Instructions to follow —
Write out every entry below verbatim, line for line, and omit the pictures.

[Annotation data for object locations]
....
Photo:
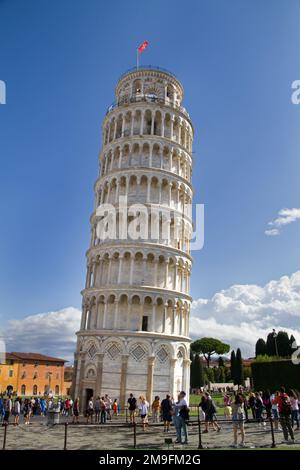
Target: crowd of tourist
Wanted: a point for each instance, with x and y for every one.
(14, 407)
(239, 408)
....
Answer to this problem —
Photo:
Target: crowd of tourist
Wanted: a point for each instance, with x and y for every one.
(14, 407)
(239, 408)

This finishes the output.